▶ [Given request]: Output as a numbered list, omitting blank lines, only the lines of the data from the line containing "Annotation task — locate each instance of the tree" through the end of the data.

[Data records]

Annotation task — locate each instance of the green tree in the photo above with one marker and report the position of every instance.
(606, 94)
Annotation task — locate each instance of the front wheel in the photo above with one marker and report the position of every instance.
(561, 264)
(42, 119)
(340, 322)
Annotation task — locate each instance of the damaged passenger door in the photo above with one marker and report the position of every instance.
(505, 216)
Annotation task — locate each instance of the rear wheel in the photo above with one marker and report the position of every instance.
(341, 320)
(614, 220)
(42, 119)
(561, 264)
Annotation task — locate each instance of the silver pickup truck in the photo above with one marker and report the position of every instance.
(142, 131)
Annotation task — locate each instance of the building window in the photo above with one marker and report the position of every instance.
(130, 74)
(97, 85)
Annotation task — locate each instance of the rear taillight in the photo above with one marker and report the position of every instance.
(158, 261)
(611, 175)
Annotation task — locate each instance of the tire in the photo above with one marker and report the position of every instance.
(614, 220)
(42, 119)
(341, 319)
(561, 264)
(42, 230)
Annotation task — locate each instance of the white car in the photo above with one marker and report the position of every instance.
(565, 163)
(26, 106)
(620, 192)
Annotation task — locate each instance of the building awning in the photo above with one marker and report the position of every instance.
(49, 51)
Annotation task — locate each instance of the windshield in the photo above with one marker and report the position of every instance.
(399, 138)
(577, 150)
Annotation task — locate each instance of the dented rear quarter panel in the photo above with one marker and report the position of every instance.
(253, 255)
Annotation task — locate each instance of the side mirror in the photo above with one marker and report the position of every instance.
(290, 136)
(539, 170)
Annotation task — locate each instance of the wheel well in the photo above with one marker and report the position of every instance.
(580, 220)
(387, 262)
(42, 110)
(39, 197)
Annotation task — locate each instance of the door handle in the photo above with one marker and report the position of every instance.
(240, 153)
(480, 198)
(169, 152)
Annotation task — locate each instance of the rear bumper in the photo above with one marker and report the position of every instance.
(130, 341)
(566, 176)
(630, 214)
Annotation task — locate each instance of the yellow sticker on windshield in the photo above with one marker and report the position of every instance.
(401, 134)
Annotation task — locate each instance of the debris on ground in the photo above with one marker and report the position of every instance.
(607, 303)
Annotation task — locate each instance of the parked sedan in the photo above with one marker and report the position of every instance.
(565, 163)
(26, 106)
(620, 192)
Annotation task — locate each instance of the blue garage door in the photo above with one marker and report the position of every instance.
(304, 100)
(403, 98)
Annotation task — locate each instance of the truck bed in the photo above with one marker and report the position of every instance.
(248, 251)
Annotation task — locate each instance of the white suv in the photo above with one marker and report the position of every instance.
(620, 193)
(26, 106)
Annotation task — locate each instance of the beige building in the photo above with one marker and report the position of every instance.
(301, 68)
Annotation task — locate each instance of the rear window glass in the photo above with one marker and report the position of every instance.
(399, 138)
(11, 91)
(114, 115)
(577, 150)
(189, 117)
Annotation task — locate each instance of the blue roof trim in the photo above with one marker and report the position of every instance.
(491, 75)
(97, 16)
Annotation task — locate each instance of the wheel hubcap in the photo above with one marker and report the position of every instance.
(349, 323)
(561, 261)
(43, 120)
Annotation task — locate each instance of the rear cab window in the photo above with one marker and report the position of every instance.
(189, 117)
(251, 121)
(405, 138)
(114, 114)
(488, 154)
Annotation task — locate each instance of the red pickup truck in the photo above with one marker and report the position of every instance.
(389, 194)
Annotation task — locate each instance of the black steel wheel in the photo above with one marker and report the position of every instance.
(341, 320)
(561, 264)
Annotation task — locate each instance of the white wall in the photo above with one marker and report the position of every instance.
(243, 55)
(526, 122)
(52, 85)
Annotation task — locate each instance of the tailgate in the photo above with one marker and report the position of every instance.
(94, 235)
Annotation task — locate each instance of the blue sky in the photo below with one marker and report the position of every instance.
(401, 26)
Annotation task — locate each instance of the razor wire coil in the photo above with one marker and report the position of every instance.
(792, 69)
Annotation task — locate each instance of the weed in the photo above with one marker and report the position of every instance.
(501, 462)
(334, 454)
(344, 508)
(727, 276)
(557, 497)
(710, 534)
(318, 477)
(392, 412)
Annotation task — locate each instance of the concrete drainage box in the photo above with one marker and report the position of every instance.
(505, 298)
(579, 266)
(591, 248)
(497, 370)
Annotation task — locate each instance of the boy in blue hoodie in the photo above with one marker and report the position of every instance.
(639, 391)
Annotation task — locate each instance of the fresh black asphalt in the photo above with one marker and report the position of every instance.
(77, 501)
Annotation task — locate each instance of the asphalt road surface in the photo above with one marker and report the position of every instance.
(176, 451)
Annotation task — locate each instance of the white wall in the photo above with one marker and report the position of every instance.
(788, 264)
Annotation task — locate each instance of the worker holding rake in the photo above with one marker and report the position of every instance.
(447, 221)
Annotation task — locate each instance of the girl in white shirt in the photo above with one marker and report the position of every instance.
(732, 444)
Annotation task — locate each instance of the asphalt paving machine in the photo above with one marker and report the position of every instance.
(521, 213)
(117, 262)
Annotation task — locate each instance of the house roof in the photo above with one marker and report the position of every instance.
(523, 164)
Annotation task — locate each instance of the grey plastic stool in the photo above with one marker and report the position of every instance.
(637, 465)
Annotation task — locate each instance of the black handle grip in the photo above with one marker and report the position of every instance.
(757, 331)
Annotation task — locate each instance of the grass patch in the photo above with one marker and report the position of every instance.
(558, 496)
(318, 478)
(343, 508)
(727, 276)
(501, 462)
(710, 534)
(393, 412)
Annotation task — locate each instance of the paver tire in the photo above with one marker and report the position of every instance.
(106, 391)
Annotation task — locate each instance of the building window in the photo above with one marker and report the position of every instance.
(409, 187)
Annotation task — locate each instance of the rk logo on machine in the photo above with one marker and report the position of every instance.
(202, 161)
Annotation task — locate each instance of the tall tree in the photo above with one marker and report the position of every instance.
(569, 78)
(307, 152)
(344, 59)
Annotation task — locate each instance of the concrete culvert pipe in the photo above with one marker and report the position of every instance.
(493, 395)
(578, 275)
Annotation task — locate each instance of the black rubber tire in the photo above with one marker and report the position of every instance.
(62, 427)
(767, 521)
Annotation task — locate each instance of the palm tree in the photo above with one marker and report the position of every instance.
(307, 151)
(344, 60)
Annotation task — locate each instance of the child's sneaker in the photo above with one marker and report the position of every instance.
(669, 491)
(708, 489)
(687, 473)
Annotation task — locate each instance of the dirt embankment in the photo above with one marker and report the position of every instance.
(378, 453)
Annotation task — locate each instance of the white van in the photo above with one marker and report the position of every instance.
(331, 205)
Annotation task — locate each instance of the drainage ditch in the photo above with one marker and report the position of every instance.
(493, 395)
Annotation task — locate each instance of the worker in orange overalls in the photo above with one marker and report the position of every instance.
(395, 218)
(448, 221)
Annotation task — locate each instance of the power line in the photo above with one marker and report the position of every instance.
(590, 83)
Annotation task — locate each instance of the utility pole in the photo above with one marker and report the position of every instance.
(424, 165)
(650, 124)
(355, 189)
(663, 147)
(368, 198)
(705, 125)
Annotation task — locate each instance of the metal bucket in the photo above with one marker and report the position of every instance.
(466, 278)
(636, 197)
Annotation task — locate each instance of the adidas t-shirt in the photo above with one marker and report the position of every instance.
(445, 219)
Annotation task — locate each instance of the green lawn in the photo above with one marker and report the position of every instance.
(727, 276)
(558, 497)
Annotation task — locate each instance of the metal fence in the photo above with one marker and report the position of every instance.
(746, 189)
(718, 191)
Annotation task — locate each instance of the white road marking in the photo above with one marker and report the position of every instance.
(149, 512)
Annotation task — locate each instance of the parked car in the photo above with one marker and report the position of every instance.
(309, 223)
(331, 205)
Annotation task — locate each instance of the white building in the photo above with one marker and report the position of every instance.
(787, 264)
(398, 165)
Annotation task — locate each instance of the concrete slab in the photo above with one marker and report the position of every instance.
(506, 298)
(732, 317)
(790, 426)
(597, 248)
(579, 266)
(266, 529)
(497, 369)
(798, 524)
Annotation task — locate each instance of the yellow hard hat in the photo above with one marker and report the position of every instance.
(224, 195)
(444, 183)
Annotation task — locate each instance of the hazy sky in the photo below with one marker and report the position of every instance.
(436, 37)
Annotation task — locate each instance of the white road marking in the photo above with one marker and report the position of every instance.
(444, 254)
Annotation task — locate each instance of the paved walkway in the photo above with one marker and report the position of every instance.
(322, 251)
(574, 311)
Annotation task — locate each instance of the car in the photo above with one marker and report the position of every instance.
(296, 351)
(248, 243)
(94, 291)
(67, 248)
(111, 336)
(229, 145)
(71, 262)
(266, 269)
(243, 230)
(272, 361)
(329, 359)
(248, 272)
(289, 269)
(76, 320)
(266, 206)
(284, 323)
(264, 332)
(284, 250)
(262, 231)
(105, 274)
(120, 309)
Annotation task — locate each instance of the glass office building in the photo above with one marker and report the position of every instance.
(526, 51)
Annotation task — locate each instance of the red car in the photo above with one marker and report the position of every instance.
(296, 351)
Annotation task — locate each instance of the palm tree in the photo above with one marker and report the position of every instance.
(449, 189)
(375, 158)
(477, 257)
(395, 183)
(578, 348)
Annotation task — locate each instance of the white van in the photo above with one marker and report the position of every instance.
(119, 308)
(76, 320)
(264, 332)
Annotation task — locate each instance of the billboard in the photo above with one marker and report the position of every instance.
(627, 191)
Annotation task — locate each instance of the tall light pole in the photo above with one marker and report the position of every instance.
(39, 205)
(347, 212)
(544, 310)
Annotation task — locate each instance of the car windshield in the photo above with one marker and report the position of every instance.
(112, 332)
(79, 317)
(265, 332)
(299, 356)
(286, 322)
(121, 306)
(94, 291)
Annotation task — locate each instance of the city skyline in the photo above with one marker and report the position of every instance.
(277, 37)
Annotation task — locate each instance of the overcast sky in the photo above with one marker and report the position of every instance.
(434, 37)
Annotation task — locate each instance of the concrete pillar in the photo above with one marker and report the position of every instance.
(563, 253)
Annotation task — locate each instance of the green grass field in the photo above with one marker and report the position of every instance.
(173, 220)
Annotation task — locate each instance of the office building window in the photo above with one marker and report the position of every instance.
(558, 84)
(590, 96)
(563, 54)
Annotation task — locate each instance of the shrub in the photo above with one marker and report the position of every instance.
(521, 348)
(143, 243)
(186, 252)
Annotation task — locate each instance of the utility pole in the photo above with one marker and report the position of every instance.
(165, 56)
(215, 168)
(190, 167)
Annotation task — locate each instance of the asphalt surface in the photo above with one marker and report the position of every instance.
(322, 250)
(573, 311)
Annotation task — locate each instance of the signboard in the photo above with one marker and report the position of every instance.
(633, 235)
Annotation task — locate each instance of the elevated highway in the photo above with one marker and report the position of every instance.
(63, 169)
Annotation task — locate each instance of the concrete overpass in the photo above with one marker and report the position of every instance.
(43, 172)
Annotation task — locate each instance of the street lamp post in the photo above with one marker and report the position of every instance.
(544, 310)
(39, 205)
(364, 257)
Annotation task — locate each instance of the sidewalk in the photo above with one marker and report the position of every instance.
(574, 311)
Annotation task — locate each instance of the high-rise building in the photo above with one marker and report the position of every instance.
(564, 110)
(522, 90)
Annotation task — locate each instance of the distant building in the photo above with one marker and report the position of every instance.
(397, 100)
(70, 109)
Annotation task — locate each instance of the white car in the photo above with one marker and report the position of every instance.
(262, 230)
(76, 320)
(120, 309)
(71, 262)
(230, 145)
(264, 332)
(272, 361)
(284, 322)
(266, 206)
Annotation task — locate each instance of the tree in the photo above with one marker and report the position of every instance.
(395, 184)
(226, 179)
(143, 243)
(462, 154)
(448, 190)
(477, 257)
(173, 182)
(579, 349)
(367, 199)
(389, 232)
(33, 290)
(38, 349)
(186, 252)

▶ [Completed task]:
1. Annotation task — locate each instance of the tree in the photo above with one marker and report the position of every instance.
2. (395, 184)
3. (226, 179)
4. (143, 243)
5. (462, 154)
6. (448, 190)
7. (477, 257)
8. (173, 182)
9. (579, 349)
10. (367, 199)
11. (389, 232)
12. (33, 290)
13. (38, 349)
14. (186, 252)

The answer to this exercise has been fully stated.